STATED GOAL 1. According to the refugee-sponsorship newsletter, on what date was it originally published?
STATED GOAL 2. From the refugee-sponsorship newsletter, transcribe the passage starting at "Give them refuge" and ending at "earlier this summer.".
STATED GOAL 3. Write the next part of the refugee-sponsorship newsletter, picking up after its final sentence.

PROVIDED PASSAGE.
++++

Give them refuge edition
To educate refugees, colleges could become their sponsors, a new campaign advocates. Plus, an update on refugee stories from earlier this summer.
A Sponsorship Plan
This newsletter was originally published on December 6, 2021. It is reposted here after Revue, latitude(s)’ former newsletter-publishing platform, was shut down.
This summer when the Taliban swept into control of Afghanistan, American colleges rallied to the aid of displaced students and scholars, offering them places and scholarships.
The emergency response has been praised, but a coalition of higher-education and humanitarian-assistance groups hopes to create a more durable solution for aiding refugee students: A new college-sponsorship program would help refugee students resettle in the U.S., earn a degree, and ultimately obtain permanent residency.
“If the first time we try to deal with something is in crisis, it’s too late,” said Miriam Feldblum, executive director of the Presidents’ Alliance on Higher Education and Immigration, an organizer of the RESPONSE Campaign: College and University Sponsorship of Refugee Students. “We must have a policy infrastructure in place.”

++++

INFORMATION GIVEN.
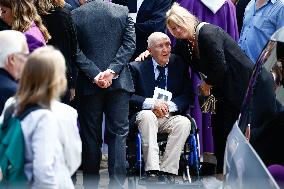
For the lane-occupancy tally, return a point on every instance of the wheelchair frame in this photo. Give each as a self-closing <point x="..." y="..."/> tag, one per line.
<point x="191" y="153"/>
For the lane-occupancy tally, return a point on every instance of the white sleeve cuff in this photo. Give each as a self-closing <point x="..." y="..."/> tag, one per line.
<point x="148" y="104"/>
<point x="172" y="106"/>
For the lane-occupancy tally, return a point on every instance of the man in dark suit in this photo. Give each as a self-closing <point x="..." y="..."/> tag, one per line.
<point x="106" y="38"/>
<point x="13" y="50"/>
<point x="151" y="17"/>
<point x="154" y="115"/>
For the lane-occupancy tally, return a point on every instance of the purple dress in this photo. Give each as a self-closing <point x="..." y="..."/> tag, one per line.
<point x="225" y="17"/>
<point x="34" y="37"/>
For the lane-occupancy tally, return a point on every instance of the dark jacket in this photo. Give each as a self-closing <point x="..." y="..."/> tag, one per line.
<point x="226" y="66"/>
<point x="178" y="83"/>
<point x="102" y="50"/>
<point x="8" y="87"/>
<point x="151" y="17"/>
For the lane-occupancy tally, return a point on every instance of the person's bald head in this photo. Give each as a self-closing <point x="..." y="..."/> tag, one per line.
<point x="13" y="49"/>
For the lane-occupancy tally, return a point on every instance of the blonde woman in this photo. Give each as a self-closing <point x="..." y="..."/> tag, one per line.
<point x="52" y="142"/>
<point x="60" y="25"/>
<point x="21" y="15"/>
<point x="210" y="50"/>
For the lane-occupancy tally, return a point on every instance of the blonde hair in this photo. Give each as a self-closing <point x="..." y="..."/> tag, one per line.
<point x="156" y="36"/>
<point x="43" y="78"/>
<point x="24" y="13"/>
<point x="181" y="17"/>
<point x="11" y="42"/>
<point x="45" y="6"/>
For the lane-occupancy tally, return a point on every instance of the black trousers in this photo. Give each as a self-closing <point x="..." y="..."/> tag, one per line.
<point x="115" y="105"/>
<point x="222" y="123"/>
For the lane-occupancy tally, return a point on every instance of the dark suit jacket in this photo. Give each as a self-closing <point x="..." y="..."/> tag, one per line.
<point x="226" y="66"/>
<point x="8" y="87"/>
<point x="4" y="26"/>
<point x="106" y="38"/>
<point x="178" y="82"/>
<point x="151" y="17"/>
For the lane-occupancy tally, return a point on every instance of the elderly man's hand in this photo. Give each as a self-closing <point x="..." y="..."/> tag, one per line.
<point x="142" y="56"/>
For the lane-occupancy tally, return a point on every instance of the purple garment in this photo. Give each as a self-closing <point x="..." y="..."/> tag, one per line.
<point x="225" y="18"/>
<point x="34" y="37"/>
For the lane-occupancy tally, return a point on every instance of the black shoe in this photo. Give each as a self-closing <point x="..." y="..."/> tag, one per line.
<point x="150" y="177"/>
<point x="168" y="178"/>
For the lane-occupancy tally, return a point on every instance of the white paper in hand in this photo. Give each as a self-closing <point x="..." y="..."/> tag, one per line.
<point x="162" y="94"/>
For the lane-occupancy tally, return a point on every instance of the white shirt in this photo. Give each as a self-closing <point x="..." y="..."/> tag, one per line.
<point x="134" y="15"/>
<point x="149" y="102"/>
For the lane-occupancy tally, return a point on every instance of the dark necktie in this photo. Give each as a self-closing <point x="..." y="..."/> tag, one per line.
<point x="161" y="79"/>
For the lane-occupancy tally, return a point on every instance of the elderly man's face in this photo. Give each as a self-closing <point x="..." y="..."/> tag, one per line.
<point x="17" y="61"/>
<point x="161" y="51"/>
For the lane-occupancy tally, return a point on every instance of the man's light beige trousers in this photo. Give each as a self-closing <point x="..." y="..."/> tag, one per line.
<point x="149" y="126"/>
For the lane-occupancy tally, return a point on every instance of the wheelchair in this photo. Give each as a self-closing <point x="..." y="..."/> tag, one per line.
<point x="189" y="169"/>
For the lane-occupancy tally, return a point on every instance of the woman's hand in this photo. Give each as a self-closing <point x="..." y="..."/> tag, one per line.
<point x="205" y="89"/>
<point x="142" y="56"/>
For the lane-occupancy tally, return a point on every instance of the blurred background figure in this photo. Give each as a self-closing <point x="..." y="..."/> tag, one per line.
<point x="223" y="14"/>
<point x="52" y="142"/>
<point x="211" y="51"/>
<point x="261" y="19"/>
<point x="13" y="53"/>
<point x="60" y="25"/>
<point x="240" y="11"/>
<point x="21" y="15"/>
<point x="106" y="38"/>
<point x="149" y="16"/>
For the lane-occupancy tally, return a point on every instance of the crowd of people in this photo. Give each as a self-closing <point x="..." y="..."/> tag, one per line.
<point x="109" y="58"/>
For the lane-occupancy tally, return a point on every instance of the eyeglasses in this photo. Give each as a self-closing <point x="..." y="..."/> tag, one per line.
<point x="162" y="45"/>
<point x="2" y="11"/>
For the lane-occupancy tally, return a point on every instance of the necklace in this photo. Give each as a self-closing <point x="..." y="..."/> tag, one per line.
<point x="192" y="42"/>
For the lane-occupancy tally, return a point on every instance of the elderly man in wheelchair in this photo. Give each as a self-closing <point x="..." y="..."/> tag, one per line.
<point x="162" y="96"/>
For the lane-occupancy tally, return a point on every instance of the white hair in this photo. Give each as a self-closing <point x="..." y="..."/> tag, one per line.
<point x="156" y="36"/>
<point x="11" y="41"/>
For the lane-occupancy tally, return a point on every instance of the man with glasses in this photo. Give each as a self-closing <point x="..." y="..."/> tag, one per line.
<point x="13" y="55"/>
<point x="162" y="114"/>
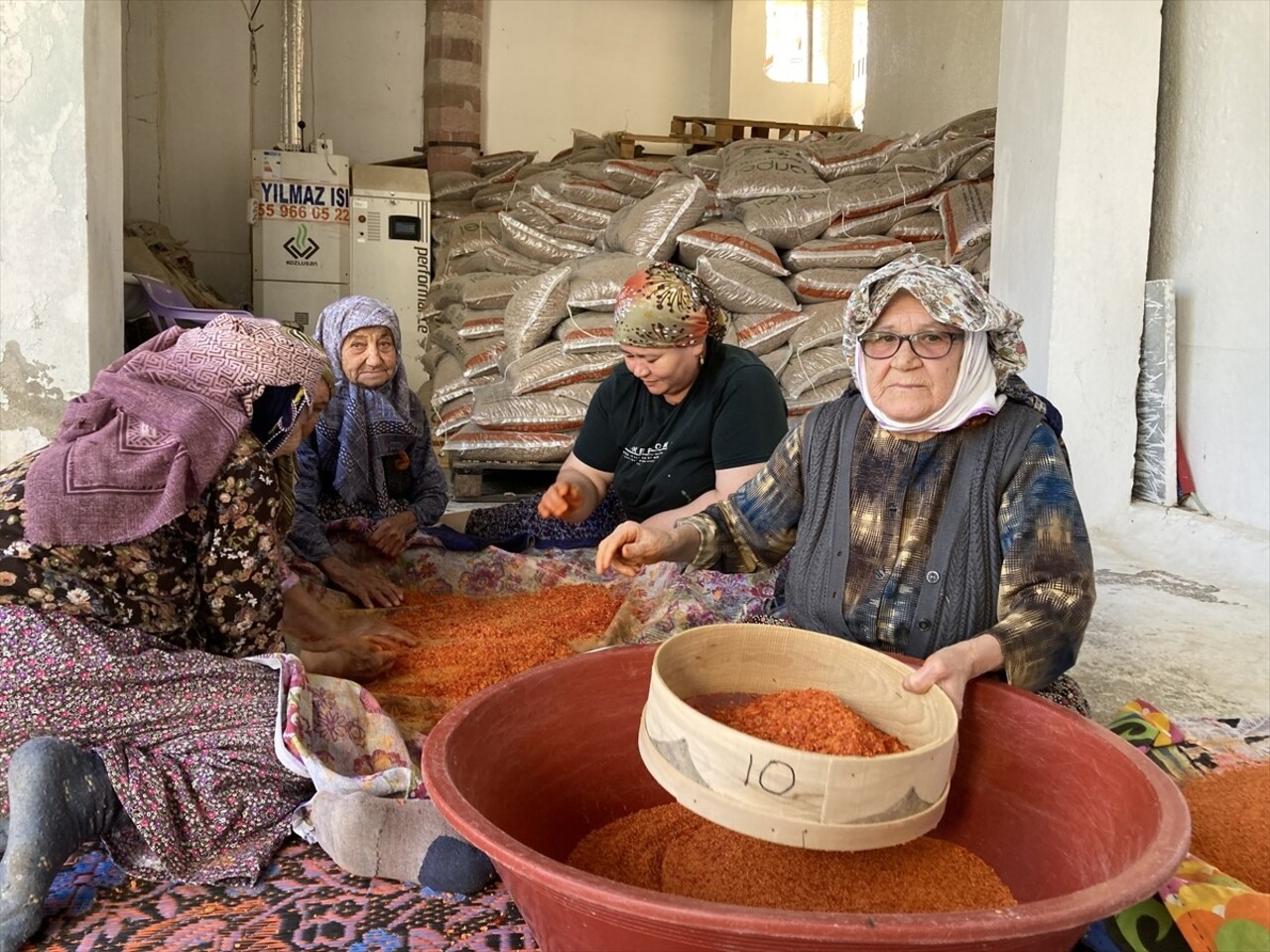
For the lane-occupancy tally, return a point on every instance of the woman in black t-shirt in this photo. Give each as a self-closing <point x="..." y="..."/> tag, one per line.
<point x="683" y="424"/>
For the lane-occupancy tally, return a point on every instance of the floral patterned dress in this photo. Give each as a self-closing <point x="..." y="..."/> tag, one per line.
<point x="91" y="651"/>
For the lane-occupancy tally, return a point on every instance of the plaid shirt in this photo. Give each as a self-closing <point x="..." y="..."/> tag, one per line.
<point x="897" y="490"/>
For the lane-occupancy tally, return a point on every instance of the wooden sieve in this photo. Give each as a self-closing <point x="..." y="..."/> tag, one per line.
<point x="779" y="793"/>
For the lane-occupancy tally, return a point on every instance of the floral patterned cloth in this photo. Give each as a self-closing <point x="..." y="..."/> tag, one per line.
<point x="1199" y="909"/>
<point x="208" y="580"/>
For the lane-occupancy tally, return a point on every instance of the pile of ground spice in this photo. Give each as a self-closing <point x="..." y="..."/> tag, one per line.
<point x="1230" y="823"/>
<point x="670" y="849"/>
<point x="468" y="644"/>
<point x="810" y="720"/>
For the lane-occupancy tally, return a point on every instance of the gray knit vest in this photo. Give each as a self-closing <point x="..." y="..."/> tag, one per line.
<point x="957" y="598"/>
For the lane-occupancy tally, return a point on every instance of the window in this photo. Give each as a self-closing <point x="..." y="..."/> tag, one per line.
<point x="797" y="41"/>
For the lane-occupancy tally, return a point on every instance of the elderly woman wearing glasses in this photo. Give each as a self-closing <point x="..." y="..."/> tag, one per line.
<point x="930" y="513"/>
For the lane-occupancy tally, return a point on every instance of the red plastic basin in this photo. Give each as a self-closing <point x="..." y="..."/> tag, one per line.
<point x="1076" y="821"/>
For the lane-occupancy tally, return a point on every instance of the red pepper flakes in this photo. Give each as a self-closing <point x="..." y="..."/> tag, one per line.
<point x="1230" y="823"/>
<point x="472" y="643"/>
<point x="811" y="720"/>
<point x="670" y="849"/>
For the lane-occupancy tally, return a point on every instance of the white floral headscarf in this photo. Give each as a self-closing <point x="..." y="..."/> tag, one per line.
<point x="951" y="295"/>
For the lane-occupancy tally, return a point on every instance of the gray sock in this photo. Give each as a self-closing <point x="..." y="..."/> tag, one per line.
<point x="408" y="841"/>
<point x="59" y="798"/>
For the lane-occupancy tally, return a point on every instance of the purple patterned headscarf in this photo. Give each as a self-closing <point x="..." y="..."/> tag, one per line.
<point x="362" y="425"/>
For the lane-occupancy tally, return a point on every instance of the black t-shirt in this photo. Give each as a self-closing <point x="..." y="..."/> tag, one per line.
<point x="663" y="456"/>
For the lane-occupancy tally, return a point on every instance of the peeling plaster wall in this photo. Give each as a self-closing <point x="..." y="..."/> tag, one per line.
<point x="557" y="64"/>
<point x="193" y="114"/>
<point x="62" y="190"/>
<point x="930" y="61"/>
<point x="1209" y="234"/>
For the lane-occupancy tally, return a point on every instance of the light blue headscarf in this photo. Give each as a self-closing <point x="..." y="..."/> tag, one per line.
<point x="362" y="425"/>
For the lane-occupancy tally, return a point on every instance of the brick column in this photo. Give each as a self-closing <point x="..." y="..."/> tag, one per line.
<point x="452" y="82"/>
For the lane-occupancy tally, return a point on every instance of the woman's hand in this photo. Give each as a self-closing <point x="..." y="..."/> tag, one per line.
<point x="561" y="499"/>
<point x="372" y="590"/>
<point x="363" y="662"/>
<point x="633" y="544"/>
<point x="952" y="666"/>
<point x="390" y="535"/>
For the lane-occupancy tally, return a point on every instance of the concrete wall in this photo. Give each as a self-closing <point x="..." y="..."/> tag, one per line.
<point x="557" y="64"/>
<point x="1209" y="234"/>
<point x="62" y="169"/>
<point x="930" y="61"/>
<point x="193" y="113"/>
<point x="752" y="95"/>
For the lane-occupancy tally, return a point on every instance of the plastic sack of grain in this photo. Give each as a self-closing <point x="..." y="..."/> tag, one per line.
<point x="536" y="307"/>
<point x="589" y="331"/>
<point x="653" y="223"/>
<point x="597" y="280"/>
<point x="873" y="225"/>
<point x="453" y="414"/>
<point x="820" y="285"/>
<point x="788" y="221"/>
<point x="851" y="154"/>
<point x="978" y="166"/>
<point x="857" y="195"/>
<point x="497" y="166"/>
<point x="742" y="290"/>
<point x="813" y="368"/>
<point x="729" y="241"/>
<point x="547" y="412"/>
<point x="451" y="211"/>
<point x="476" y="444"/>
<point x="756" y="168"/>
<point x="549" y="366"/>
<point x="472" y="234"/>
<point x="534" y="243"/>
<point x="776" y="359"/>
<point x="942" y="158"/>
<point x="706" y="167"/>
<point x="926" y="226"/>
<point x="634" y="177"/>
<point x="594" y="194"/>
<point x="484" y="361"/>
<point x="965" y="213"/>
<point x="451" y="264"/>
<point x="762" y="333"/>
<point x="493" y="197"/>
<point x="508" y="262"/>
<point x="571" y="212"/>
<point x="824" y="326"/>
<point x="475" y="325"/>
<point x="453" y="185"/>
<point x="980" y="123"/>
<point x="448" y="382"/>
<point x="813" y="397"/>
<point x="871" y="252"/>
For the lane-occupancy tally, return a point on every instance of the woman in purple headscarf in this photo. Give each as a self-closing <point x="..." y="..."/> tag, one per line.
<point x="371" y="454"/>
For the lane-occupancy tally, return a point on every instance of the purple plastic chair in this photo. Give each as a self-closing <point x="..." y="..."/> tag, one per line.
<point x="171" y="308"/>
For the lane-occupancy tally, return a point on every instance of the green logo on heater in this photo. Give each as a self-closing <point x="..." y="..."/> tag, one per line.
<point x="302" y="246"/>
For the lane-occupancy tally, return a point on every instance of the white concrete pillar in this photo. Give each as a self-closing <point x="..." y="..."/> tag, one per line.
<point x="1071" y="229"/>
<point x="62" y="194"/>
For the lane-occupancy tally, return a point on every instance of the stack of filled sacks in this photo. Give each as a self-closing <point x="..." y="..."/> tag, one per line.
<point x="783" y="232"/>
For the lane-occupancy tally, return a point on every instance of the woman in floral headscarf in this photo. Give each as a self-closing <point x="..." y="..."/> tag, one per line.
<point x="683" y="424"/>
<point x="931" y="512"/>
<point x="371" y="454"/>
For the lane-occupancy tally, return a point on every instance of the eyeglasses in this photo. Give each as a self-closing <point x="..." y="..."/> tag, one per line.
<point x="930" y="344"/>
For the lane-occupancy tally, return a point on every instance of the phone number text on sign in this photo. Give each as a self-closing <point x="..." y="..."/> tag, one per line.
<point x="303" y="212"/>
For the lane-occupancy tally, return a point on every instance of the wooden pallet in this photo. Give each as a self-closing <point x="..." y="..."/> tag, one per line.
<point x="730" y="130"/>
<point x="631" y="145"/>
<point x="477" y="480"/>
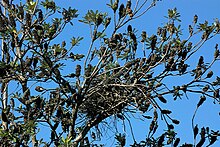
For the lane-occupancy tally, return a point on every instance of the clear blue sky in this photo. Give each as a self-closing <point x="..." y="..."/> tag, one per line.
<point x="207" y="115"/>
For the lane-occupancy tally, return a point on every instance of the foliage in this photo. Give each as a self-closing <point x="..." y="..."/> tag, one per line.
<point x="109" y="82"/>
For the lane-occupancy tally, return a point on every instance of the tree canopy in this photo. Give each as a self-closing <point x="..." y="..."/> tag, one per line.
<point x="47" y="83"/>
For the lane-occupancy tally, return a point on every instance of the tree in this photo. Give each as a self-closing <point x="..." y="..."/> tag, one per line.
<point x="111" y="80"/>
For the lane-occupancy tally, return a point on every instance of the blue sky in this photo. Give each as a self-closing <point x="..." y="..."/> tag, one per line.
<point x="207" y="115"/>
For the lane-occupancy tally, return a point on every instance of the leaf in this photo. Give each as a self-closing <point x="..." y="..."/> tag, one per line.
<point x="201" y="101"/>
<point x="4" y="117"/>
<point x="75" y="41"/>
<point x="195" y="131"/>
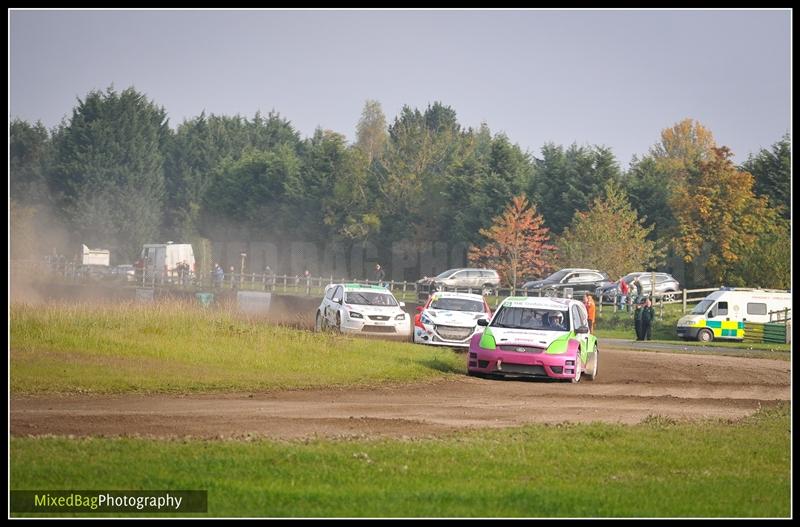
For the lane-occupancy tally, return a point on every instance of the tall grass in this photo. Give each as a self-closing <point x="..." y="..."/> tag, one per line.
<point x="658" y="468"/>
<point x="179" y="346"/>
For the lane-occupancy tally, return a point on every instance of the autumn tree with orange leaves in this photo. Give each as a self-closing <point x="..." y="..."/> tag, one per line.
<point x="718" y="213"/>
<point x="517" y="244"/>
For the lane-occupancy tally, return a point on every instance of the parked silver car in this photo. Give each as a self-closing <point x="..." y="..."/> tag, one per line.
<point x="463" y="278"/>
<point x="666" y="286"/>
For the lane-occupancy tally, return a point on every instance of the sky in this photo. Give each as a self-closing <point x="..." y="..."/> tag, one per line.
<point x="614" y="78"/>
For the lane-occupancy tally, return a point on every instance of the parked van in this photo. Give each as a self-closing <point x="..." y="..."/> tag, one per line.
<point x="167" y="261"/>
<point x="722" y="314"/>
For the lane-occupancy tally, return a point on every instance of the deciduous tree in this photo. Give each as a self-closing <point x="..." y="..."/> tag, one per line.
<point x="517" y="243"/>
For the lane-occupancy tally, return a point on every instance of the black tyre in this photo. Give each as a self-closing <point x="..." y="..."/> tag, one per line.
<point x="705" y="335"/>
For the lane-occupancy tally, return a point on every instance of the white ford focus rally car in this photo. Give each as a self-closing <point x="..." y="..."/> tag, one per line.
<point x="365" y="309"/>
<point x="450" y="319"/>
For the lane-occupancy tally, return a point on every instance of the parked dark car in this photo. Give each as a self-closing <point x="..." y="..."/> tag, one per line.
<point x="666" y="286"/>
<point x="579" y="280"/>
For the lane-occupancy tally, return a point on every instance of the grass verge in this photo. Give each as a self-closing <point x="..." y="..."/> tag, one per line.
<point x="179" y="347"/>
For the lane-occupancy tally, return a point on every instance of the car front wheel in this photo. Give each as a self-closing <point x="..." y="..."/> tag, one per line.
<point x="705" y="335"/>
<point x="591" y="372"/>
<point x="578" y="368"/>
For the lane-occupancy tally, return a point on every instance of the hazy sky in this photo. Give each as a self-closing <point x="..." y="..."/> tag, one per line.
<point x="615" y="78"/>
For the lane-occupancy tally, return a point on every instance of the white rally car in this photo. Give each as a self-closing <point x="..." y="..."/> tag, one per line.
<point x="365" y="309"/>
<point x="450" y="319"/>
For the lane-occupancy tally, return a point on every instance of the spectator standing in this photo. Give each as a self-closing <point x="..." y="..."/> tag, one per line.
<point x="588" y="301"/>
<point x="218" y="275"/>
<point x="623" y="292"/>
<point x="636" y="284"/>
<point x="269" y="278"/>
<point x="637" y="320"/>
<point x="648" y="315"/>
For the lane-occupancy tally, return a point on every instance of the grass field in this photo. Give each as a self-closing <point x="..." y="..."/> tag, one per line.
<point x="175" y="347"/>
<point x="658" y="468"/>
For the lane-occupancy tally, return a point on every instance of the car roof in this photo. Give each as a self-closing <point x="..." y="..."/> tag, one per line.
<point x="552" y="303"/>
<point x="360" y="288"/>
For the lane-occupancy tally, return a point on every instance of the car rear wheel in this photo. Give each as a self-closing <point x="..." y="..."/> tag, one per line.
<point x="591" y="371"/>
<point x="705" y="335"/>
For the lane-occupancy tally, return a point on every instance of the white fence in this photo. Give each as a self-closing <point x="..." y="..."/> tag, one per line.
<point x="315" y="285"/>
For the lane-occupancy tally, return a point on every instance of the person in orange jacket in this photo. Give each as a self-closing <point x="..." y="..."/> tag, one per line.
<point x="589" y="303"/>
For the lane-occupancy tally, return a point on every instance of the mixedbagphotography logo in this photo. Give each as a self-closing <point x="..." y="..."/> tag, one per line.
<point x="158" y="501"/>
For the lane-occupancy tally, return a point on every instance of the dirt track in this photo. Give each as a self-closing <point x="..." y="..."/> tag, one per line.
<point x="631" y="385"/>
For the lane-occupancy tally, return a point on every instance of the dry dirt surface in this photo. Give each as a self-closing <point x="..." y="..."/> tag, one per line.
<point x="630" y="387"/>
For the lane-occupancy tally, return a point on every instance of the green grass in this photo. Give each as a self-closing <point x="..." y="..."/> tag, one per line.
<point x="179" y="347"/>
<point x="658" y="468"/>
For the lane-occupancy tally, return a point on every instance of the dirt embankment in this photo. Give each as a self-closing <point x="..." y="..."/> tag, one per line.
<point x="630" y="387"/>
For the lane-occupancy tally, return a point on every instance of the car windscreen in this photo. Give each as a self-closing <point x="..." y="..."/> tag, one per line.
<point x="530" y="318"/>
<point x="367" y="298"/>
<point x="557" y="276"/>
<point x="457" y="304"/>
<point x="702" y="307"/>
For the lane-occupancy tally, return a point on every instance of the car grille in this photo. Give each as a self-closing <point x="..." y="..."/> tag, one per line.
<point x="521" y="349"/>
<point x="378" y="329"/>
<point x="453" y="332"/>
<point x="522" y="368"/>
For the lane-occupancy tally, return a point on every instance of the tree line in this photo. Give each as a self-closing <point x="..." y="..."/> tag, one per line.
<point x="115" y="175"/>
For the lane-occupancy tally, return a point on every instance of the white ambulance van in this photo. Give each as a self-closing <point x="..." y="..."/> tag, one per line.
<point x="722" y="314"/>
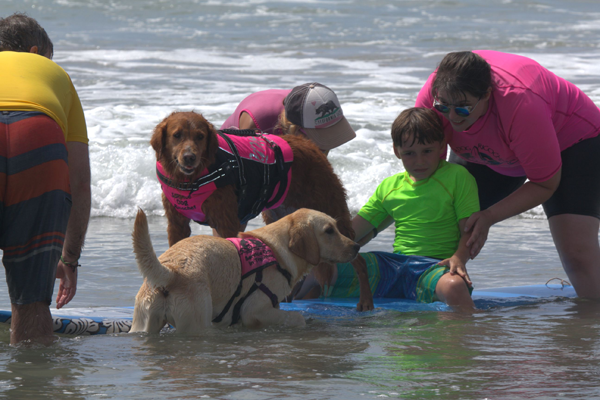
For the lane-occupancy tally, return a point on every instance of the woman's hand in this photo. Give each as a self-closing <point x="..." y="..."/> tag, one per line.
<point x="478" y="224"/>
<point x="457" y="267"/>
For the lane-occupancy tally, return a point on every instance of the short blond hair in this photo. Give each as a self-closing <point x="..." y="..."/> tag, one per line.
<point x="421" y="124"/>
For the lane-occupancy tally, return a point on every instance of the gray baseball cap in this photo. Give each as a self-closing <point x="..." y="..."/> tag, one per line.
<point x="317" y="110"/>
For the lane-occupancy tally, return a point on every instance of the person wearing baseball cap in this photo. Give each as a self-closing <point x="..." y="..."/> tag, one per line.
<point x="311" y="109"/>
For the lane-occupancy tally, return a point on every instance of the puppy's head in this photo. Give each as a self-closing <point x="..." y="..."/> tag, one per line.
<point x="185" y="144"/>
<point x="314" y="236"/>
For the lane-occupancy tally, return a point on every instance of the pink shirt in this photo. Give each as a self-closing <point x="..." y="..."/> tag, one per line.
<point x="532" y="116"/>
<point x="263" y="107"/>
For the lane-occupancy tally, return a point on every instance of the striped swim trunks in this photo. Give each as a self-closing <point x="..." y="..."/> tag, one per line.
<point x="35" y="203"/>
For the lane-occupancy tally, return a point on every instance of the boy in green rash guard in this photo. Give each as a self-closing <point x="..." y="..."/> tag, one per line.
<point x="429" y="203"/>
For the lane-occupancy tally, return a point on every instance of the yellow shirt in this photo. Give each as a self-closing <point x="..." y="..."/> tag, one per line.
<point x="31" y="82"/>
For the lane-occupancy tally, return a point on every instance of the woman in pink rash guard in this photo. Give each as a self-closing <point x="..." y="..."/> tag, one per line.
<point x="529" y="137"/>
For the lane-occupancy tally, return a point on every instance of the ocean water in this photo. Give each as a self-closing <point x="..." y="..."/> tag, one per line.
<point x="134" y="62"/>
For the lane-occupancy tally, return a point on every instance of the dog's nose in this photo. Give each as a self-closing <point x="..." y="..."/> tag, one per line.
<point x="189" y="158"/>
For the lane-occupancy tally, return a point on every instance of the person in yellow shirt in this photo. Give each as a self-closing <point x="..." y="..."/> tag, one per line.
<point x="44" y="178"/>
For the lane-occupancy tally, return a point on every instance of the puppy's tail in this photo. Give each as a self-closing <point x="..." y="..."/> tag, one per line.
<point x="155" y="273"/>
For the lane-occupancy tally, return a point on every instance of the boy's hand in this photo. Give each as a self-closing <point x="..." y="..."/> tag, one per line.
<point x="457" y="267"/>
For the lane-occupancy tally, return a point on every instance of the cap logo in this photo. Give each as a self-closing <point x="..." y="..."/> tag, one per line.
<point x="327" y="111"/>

++++

TASK ANSWER 1. December 6, 2021.

TASK ANSWER 2.
Give them refuge edition
To educate refugees, colleges could become their sponsors, a new campaign advocates. Plus, an update on refugee stories from earlier this summer.

TASK ANSWER 3.
Afghanistan — where the Taliban has threatened to close schools and universities and block women from their studies — focused attention on refugee issues. But in truth, the emergency is ongoing: Forced displacement has doubled over the past decade, yet just five percent of young refugees worldwide are able to access postsecondary education.
The RESPONSE campaign — sponsored by more than 60 partners, including the University Alliance for Refugees and At-Risk Migrants, Every Campus a Refuge, and the United Nations Refugee Agency — seeks to make colleges refugee students’ official sponsors, responsible not just for their educational needs but their financial, logistical, and social ones, too.
Feldblum said the partners’ efforts to increase the number of refugee students on American campuses were given a shot in the arm when the Biden administration in February called for a private sponsorship program that would allow businesses, community groups, religious organizations, and others to support immigrants in resettlement programs. Other countries, such as Canada, already have similar sponsorship programs.
A new report from the coalition details recommendations for creating the college-sponsorship program, addressing academic eligibility, partnerships with humanitarian organizations, and responsibilities of sponsoring institutions.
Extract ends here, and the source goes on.